→ **Dataset**:
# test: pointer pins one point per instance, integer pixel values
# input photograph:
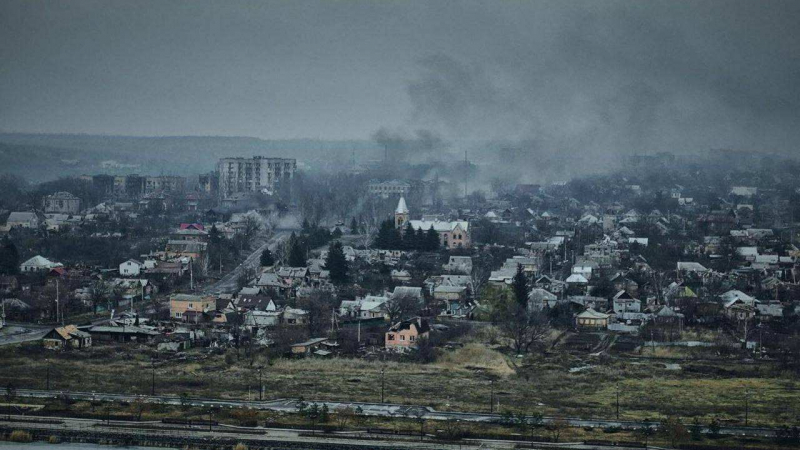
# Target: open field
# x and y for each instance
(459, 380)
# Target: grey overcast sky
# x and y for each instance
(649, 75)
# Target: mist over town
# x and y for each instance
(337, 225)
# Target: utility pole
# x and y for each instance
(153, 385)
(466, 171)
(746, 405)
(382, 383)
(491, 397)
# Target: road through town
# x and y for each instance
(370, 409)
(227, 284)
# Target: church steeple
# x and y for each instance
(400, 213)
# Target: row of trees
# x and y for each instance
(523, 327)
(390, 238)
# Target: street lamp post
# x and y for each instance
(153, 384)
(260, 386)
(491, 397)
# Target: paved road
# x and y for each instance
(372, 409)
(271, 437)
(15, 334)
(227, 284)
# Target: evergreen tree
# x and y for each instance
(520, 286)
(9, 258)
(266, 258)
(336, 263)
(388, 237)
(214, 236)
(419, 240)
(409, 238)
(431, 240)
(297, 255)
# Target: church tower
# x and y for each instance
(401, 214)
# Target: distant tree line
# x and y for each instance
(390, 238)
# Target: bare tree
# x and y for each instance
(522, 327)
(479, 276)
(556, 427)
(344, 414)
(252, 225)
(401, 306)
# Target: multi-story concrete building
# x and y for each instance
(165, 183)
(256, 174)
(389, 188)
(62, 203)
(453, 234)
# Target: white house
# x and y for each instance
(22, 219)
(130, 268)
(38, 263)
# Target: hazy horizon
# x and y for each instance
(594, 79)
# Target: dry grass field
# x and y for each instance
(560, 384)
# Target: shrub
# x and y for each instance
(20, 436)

==

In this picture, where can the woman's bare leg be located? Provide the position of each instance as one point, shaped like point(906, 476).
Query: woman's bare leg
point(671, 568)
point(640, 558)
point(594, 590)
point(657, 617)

→ **Required action**: Both the line containing "# test: pointer" and the line containing "# Target: distant tree line" above belong in the output, as do the lines between them. Print them exactly, without pictures.

→ **Completed exercise**:
# test: pointer pins one point per instance, integer pixel values
# input photograph:
# Target: open field
# x and y for each instance
(459, 380)
# Target: grey overcast sky
# x and y for each instance
(649, 75)
# Target: mist over town
# x and y for each instance
(337, 225)
# Target: utility pole
# x and y for each instance
(153, 385)
(466, 171)
(746, 405)
(382, 383)
(491, 397)
# Target: road through town
# x and y for each instance
(370, 409)
(227, 284)
# Target: church steeple
# x and y for each instance
(400, 213)
# Target: row of trees
# x and y for each instance
(523, 327)
(390, 238)
# Target: street lamp post
# x and y for each instance
(153, 384)
(260, 386)
(491, 397)
# Target: paved road
# x and y for each instance
(372, 409)
(271, 437)
(15, 334)
(227, 284)
# Target: evergreen tree
# x and y for each instance
(520, 286)
(9, 258)
(266, 258)
(336, 263)
(388, 237)
(214, 236)
(419, 240)
(409, 238)
(431, 240)
(297, 255)
# Target: church tower
# x and y for each instance
(401, 214)
# Target: distant tree line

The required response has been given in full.